• _EXERCISE_
Every picture should be left out, but the lines below must be repeated exactly.

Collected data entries
- Opening Delimiter -

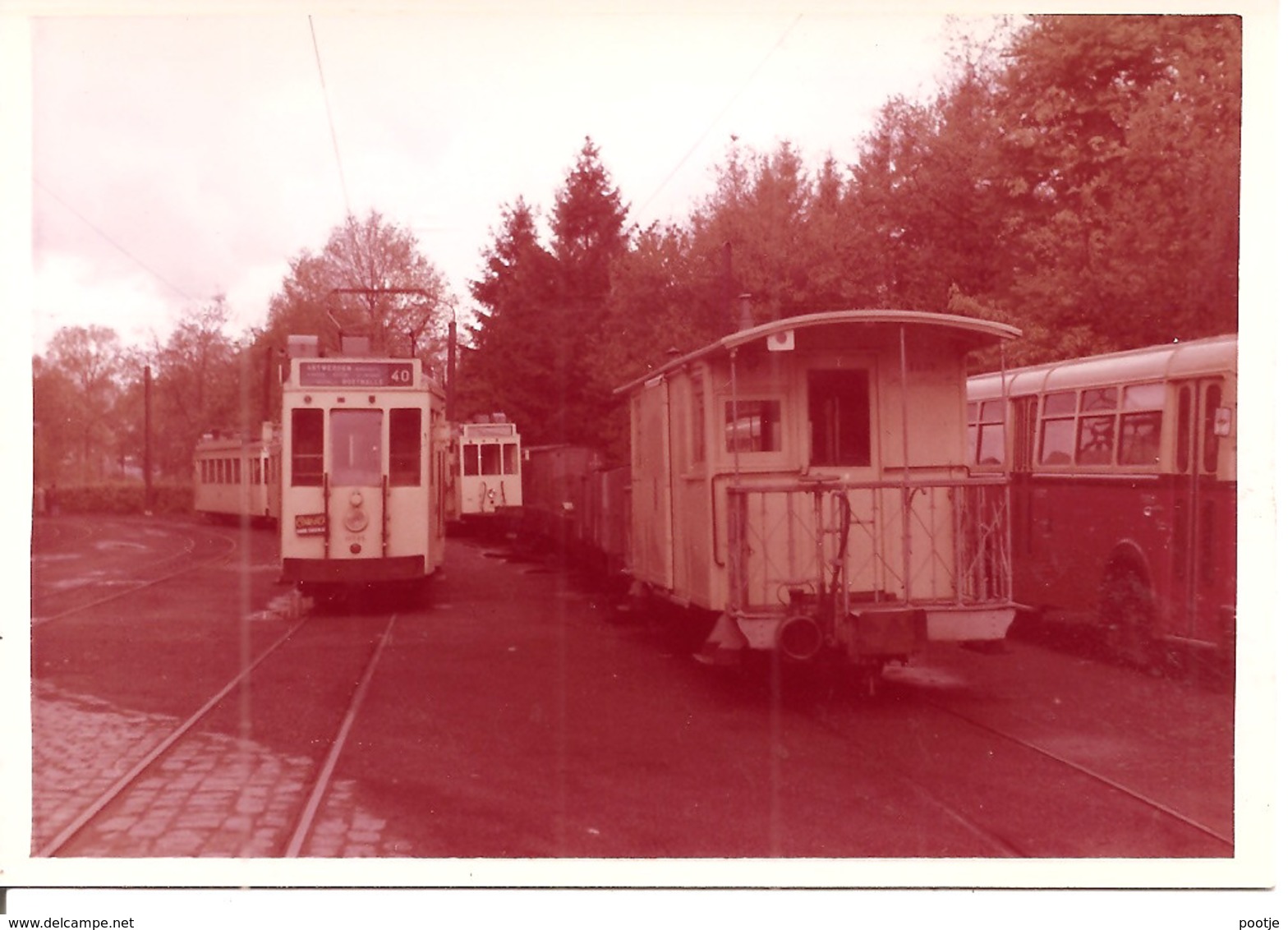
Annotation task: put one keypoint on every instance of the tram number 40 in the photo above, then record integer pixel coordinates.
(310, 524)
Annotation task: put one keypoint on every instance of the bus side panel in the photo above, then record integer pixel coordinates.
(1077, 527)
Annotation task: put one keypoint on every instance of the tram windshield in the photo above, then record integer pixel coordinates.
(356, 447)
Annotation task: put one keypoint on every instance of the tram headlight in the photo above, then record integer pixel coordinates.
(356, 521)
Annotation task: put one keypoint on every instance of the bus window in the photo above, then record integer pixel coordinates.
(306, 447)
(405, 446)
(1183, 430)
(1059, 405)
(1095, 440)
(755, 426)
(356, 447)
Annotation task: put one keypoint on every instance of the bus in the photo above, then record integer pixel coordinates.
(1124, 487)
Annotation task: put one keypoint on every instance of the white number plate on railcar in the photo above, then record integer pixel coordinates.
(310, 524)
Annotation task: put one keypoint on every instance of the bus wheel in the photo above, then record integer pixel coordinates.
(1127, 617)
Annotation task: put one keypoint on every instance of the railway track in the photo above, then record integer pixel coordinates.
(1005, 798)
(134, 567)
(292, 836)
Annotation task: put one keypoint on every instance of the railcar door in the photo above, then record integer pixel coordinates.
(1203, 514)
(357, 486)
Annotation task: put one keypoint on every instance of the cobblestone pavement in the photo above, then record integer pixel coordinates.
(213, 795)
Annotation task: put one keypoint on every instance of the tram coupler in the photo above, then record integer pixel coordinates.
(893, 633)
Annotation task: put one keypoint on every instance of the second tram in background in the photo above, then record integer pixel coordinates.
(489, 472)
(237, 477)
(363, 467)
(1124, 490)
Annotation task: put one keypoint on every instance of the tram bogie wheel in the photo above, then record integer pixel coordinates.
(1129, 619)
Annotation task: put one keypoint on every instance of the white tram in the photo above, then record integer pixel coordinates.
(363, 467)
(237, 477)
(489, 469)
(807, 482)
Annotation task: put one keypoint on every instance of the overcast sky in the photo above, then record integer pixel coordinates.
(179, 158)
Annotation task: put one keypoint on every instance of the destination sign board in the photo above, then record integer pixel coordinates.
(333, 372)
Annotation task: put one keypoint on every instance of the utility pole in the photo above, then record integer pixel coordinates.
(147, 438)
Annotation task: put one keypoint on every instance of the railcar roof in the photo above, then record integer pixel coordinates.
(981, 330)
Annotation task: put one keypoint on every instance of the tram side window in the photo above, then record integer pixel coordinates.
(755, 426)
(405, 446)
(697, 424)
(306, 447)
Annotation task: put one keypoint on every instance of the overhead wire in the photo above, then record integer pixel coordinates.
(720, 115)
(116, 245)
(330, 117)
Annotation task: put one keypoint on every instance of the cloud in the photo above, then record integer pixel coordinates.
(191, 154)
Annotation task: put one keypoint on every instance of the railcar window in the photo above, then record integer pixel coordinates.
(405, 446)
(698, 426)
(840, 417)
(986, 432)
(1211, 401)
(306, 447)
(356, 447)
(755, 426)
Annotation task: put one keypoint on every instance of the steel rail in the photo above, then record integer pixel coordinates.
(1090, 773)
(324, 780)
(122, 784)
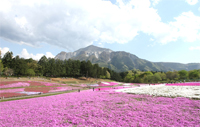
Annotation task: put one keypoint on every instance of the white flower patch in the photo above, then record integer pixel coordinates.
(168, 91)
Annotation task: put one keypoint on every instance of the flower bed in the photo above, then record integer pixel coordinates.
(185, 84)
(108, 84)
(17, 84)
(100, 109)
(58, 89)
(168, 91)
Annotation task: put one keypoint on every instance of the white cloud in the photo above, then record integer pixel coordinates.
(75, 24)
(26, 55)
(187, 27)
(192, 2)
(195, 48)
(4, 51)
(155, 2)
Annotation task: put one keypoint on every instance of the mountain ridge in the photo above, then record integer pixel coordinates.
(122, 61)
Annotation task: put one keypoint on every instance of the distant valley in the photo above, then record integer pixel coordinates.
(122, 61)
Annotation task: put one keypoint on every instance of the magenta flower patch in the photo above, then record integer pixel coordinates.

- Closing Delimiter -

• _RESPONSE_
Annotation task: put one keypoint on every instance of the tram number 40 in the photo above, then record integer pixel coordinates.
(310, 524)
Annotation task: put one keypoint on every instance of the bus side panel in the photo above, then record integer pixel coordinates.
(1077, 527)
Annotation task: put one keypoint on every instance of the tram windshield in the photo above, then record integer pixel coordinates.
(356, 447)
Annotation task: put one keypoint on every instance of the tram headlight in the photo above, then record integer pixel coordinates.
(356, 521)
Annotation task: put one keypoint on every instance of the bus window in the photo above, then record integer pixel coordinates.
(306, 447)
(405, 446)
(1183, 430)
(1059, 405)
(1095, 440)
(755, 426)
(356, 447)
Annotation task: put one keypoint on every instance of the bus in the photo above, then record integer pixel coordinates.
(1124, 487)
Annotation task: put one keypoint on every instance of the white number plate on railcar in the photo above, then record integer pixel coordinates.
(310, 524)
Annotation task: put one keypoint on every instance of the bus wheel in the photo above, then record integer pixel coordinates.
(1127, 617)
Annotation task: put one keypoint on every instance of the railway track in the photo above, then record integer pixel coordinates.
(1005, 798)
(134, 567)
(292, 836)
Annotation task: put one keypoint on every instance of the railcar door in the photo above, then record integer pixel coordinates.
(1203, 514)
(357, 486)
Annotation task: put one keypoint on every instance of the cobblestone pavement in the photo above, then record integer pixel coordinates.
(213, 795)
Annotation task: put one keypoint on every instance of the tram coupler in the photo above, then record integer pixel coordinates.
(893, 633)
Annotation task: put one keypoint on every instance of the second tram in background in the photo above, then record integer pixel coordinates.
(489, 472)
(237, 477)
(363, 467)
(1124, 490)
Annotation task: put one keypoint on every instance of the tram bogie wheel in the photo above, then record integer pixel coordinates.
(1129, 619)
Annotation task: put one keypoint on every instance of the white tram in the photo above, then record integer pixel coordinates.
(363, 467)
(237, 477)
(489, 469)
(807, 482)
Annotation task: put one keypoint on every instance of the overcast sky in the photo above, then record integer pixel coordinates.
(179, 158)
Annotation task: put one keypoint on every instance of the destination sign board in the photo above, then record integer pixel coordinates.
(333, 372)
Annotation task: put one keypoint on every instance of the utility pole in the photo above, then record integer pixel coordinates.
(147, 438)
Annotation task: put one keypoint on every instance of the railcar roof in the photo above, then record integer pixel coordinates.
(981, 330)
Annotation task: put one keypoint on every instance of the tram side window in the photo above, then record integer pixel coordinates.
(755, 426)
(405, 446)
(697, 424)
(306, 447)
Annotation task: put one keypoint on every instance of the overhead wire in the photo above, then record integer pixel coordinates.
(720, 115)
(116, 245)
(330, 117)
Annotation task: put one keypoint on every instance of the cloud in the photo above, then record integer pixel coordinates.
(191, 154)
Annotation task: put one keypoint on every instance of the railcar window in the photo above, then record integer pixel coordinates.
(405, 446)
(698, 426)
(840, 417)
(986, 432)
(1211, 401)
(306, 447)
(356, 447)
(755, 426)
Annotation task: put one keypoint on every instance of the steel rail in the photo above, then record integer pixel coordinates.
(1090, 773)
(324, 780)
(122, 784)
Annotation task: put one keypoint on every instance of the white flower patch in the photo above, then record integer pixel coordinates.
(168, 91)
Annotation task: put one keypoint on every instance of the flower bed in the photo above, then record integer pixel coordinates.
(185, 84)
(108, 84)
(17, 84)
(100, 109)
(58, 89)
(168, 91)
Annotation task: put one keypoint on every instance of the white cloud in the photo above, then record integer pixel coordinates.
(75, 24)
(26, 55)
(187, 27)
(192, 2)
(195, 48)
(4, 51)
(155, 2)
Annotation task: put one keypoint on every instance of the mountain ridge in the photo above, then record integer pixel coordinates.
(122, 61)
Annotation task: put one keypoint on every instance of the distant valley in the photo above, then record integer pixel coordinates.
(122, 61)
Annotation task: put one keypoint on every instance of the magenta flower patch in the photo above, then record integer pixel coordinates.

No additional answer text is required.